■ Set problem ■
Update the material below by changing every "Drop a point" to "Place a marker". Leave everything else unchanged.

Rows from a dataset
## Begin
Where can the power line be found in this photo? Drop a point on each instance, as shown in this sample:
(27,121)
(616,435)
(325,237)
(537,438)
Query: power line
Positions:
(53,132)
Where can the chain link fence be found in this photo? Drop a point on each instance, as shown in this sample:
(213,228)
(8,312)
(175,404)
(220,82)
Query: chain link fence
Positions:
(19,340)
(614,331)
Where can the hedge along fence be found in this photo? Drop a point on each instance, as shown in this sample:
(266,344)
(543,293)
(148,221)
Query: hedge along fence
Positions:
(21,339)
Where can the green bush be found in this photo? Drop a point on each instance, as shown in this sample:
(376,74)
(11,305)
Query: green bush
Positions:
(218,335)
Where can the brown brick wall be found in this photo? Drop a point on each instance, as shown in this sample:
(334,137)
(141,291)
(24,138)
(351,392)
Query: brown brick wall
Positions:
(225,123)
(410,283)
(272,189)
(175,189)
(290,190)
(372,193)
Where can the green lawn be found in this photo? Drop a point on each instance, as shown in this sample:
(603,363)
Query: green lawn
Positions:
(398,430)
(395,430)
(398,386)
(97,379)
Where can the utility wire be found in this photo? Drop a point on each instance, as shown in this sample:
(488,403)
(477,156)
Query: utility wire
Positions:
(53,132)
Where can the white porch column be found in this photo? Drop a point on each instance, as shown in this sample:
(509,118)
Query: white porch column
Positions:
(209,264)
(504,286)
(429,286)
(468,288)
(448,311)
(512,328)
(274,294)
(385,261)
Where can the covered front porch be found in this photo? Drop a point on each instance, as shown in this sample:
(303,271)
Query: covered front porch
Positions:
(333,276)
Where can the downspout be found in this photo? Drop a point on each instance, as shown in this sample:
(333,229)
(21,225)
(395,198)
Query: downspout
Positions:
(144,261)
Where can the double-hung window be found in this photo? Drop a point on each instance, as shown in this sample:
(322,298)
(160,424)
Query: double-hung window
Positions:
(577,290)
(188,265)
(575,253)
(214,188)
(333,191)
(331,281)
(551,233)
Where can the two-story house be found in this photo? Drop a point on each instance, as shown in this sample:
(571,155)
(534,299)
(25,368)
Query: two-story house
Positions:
## End
■ Task solution ■
Where can the power line be found in this photo? Place a marker on each instance, as shown in this sample:
(27,121)
(616,435)
(325,237)
(537,438)
Query: power line
Positions:
(53,132)
Where can the chain link fence be found in this photo? Place a marker on each instance, as shown in this sample:
(213,228)
(8,312)
(175,404)
(220,82)
Query: chain link fence
Positions:
(19,340)
(614,331)
Where can the hedge along fence be found in this photo? Place a marker on each instance, as shown in this sample:
(266,344)
(543,293)
(148,221)
Query: hedge along fence
Positions:
(21,339)
Where can the green bush be found in this photo? Place a marker on each instance, as shown in this sample:
(376,74)
(11,305)
Query: green bush
Positions:
(218,335)
Where can the brown brick wall be found in this photo? Place a marker on each instance, as shown in this sample:
(334,137)
(141,291)
(24,138)
(351,392)
Query: brown brick wall
Positions:
(225,123)
(410,283)
(272,189)
(175,189)
(290,190)
(372,193)
Where can the green lawn be found in this photo? Place a marker on each instance, as shown in this sample:
(603,363)
Query: green lawn
Positions:
(398,430)
(395,430)
(398,386)
(97,379)
Where can the utility wire be found in this photo? Place a marker on each instance, as shown in this sample:
(488,403)
(477,156)
Query: utility wire
Positions:
(53,132)
Where can the white porch column be found in this photo? Place a marker on each instance, as shown in this sample:
(509,118)
Query: white porch column
Positions:
(209,264)
(504,286)
(429,286)
(468,288)
(448,311)
(512,328)
(274,294)
(385,261)
Where can the covered front porch be found in this photo? Place a marker on each instance, as shown in this sample:
(303,271)
Query: covered front porch
Positions:
(333,276)
Where can the downspout be found in this photo? Place a marker on each instance, as shown in this sample:
(333,229)
(21,225)
(395,198)
Query: downspout
Positions:
(144,261)
Where can the double-hung window be found in this photo? Place a marker on each instance, as shown in this sample:
(322,298)
(160,424)
Query: double-hung window
Positions:
(577,290)
(188,265)
(575,253)
(214,188)
(333,191)
(331,281)
(551,233)
Where can the two-story house be found in this photo? Place a marker on each instance, as shown in this sample:
(571,155)
(534,299)
(25,368)
Query: two-story house
Positions:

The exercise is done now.